WHAT IS NEEDED » Please copy the lines starting with the first one and going on through the line with "421 61 L 421", switching "welcome" to "appreciated" and leaving everything else unchanged.

— Start of SUPPLIED MATERIAL —

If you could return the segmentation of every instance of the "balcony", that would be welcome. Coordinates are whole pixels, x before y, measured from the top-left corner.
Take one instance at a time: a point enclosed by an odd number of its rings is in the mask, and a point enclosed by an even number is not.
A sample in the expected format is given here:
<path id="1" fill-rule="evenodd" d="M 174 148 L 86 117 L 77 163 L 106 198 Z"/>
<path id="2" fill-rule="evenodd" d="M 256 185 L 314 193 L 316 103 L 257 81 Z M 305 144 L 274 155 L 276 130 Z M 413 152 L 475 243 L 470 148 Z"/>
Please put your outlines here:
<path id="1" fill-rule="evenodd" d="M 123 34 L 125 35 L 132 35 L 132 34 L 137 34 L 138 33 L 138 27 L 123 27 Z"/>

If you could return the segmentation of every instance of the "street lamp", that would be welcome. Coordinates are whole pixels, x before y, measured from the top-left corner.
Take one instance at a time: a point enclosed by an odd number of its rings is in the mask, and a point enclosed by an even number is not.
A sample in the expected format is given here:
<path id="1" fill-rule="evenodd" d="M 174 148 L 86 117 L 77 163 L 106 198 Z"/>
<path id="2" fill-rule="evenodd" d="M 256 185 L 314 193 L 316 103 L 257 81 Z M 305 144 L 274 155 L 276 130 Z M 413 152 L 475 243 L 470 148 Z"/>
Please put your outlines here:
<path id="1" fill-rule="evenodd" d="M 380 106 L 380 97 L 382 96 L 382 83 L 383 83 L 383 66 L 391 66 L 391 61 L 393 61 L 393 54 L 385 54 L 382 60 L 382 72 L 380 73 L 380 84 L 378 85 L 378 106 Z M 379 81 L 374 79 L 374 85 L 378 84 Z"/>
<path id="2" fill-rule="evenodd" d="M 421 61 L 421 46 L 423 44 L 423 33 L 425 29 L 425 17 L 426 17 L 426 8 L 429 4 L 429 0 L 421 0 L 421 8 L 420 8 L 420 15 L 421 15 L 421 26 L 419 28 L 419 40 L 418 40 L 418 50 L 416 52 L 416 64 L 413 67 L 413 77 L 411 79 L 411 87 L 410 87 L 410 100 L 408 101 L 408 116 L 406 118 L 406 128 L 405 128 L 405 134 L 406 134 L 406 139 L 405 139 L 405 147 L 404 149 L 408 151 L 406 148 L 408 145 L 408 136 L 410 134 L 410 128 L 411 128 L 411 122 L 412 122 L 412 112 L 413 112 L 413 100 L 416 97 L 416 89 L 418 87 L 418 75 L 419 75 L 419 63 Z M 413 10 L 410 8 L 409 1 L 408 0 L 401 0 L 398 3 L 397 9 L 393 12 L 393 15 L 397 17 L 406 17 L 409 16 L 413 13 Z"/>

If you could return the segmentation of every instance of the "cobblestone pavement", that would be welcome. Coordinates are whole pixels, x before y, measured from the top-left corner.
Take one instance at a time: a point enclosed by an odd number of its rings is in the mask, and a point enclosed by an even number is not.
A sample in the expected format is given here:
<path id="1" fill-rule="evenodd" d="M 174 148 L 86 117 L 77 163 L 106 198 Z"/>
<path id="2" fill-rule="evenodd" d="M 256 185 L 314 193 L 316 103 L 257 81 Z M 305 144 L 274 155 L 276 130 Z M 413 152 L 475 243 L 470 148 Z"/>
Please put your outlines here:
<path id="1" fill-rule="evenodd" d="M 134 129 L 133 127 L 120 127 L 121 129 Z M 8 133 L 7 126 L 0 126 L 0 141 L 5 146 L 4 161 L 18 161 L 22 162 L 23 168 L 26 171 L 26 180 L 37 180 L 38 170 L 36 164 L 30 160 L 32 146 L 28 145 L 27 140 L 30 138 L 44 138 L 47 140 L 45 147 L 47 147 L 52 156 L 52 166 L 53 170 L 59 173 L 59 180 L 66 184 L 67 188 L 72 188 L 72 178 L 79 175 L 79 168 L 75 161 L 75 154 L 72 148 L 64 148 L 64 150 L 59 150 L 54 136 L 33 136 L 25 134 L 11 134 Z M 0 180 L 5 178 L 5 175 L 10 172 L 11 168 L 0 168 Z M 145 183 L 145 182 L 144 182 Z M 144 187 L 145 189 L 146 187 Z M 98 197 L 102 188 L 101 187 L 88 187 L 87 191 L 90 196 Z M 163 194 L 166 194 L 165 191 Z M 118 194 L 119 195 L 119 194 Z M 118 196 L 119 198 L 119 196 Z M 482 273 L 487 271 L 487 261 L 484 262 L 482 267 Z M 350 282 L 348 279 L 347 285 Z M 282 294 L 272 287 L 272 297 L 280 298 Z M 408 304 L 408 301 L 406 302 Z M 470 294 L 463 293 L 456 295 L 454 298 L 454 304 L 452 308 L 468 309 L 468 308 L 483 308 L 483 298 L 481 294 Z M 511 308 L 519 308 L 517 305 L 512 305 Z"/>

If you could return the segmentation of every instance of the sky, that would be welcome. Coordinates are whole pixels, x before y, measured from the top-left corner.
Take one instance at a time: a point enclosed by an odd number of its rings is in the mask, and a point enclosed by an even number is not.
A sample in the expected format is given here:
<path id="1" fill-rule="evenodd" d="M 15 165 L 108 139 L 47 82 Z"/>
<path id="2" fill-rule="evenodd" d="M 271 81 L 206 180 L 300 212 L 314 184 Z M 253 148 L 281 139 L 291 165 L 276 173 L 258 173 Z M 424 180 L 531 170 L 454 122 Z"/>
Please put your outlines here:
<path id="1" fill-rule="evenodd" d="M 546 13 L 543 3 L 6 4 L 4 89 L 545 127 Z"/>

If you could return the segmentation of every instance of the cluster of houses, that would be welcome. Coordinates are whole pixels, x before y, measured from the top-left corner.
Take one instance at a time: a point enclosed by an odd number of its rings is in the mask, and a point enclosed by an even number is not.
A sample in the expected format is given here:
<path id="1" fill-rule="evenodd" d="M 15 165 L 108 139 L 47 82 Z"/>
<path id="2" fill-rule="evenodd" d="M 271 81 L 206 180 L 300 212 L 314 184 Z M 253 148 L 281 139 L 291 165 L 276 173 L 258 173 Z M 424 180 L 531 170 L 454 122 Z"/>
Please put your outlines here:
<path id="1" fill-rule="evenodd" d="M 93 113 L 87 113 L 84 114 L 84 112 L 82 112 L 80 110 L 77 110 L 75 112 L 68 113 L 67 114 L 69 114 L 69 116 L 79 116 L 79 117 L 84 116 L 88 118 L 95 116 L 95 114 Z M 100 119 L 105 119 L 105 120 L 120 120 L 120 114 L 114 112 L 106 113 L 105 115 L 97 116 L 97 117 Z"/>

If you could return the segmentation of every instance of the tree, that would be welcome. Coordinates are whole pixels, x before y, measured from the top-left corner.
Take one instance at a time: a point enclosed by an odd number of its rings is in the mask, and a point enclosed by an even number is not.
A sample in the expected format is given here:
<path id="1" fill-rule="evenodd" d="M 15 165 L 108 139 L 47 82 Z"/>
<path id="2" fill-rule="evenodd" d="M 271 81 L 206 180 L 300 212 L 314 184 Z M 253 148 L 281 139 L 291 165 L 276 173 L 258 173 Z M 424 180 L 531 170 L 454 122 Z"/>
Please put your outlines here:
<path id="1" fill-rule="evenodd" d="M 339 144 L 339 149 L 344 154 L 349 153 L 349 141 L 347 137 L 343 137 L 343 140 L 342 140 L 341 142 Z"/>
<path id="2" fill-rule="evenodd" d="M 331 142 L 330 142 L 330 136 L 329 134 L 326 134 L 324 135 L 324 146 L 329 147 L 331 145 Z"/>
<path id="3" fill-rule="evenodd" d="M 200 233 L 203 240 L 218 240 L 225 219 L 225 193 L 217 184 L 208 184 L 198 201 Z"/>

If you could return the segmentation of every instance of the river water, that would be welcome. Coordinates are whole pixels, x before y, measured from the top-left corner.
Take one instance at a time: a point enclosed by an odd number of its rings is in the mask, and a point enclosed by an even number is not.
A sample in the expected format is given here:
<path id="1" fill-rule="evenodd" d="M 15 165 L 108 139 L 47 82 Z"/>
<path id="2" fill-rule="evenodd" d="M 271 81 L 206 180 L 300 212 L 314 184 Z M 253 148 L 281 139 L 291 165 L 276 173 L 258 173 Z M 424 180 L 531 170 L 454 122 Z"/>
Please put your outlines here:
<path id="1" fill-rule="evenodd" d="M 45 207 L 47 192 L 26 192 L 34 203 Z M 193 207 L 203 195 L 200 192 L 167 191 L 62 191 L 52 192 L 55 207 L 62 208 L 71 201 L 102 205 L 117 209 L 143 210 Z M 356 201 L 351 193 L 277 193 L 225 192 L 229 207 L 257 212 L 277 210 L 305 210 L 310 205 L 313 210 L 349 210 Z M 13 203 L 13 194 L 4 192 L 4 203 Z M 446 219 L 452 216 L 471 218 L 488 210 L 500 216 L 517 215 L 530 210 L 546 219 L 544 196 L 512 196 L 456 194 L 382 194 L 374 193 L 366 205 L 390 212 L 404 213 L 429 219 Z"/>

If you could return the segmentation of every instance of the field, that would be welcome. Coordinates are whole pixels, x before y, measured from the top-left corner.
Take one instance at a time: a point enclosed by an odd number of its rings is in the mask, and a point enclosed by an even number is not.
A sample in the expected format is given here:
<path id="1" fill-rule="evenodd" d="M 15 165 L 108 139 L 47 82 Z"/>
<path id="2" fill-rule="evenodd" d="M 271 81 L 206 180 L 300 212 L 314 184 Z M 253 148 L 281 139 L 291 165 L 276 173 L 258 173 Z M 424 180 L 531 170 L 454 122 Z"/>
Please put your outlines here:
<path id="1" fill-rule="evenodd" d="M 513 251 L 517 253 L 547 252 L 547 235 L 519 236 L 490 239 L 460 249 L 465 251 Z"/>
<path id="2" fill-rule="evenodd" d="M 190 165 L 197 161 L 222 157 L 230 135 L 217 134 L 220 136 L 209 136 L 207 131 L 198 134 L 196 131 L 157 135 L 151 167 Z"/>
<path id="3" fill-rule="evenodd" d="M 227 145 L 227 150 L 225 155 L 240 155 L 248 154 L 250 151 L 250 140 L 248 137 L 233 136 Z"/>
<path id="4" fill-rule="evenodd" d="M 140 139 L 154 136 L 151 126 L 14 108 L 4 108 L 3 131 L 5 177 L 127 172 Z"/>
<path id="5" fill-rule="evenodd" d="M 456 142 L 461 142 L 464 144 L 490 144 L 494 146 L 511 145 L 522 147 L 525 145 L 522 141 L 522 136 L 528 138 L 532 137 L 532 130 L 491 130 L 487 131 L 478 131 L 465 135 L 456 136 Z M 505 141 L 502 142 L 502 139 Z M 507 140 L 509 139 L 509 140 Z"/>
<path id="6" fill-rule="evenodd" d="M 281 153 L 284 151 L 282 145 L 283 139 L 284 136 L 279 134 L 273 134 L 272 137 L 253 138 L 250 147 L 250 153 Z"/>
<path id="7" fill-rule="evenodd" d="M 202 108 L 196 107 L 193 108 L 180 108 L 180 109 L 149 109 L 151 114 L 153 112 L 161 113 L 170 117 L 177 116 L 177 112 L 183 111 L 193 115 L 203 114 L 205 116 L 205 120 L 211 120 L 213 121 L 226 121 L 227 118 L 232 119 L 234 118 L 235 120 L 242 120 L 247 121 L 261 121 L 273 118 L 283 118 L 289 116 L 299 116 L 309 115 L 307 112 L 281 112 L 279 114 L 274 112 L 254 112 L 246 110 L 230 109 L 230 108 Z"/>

— End of SUPPLIED MATERIAL —

SOLUTION BELOW »
If you could return the segmentation of every instance of the "balcony", that would be appreciated. Coordinates are whole pixels, x before y, measured from the top-left corner.
Take one instance at a time: a point enclosed by an odd number of its rings is in the mask, and a point enclosed by an even number is not.
A sample in the expected format is given here:
<path id="1" fill-rule="evenodd" d="M 174 148 L 86 117 L 77 163 L 106 198 Z"/>
<path id="2" fill-rule="evenodd" d="M 256 185 L 314 193 L 316 103 L 257 81 Z M 305 144 L 274 155 L 276 130 Z M 413 152 L 475 243 L 470 148 Z"/>
Please put your outlines here:
<path id="1" fill-rule="evenodd" d="M 123 34 L 125 35 L 132 35 L 132 34 L 137 34 L 138 33 L 138 27 L 123 27 Z"/>

If you could return the segmentation of every instance of the "street lamp", that would be appreciated. Coordinates are whole pixels, x before y, measured from the top-left corner.
Take one instance at a time: a point enclosed by an odd number of its rings is in the mask, and a point enclosed by an even number is not.
A sample in the expected format is given here:
<path id="1" fill-rule="evenodd" d="M 174 148 L 86 117 L 77 163 L 106 198 Z"/>
<path id="2" fill-rule="evenodd" d="M 256 185 L 314 193 L 316 103 L 257 81 Z M 305 144 L 274 155 L 276 130 Z M 413 152 L 475 243 L 470 148 Z"/>
Please put your outlines here:
<path id="1" fill-rule="evenodd" d="M 380 106 L 380 97 L 382 96 L 382 83 L 383 83 L 383 66 L 391 66 L 391 61 L 393 61 L 393 54 L 385 54 L 382 60 L 382 72 L 380 73 L 380 84 L 378 85 L 378 106 Z M 379 81 L 374 79 L 374 85 L 378 84 Z"/>
<path id="2" fill-rule="evenodd" d="M 421 61 L 421 46 L 423 44 L 423 33 L 425 29 L 425 17 L 426 17 L 426 8 L 429 4 L 429 0 L 421 0 L 421 8 L 420 8 L 420 15 L 421 15 L 421 26 L 419 28 L 419 40 L 418 40 L 418 50 L 416 52 L 416 64 L 413 67 L 413 77 L 411 79 L 411 87 L 410 87 L 410 100 L 408 101 L 408 116 L 406 118 L 406 128 L 405 128 L 405 134 L 406 134 L 406 139 L 405 139 L 405 147 L 404 149 L 408 151 L 406 148 L 408 145 L 408 136 L 410 134 L 410 128 L 411 128 L 411 122 L 412 122 L 412 112 L 413 112 L 413 100 L 416 97 L 416 89 L 418 87 L 418 75 L 419 75 L 419 63 Z M 413 10 L 410 8 L 409 1 L 408 0 L 401 0 L 398 3 L 397 9 L 393 12 L 393 15 L 397 17 L 406 17 L 409 16 L 413 13 Z"/>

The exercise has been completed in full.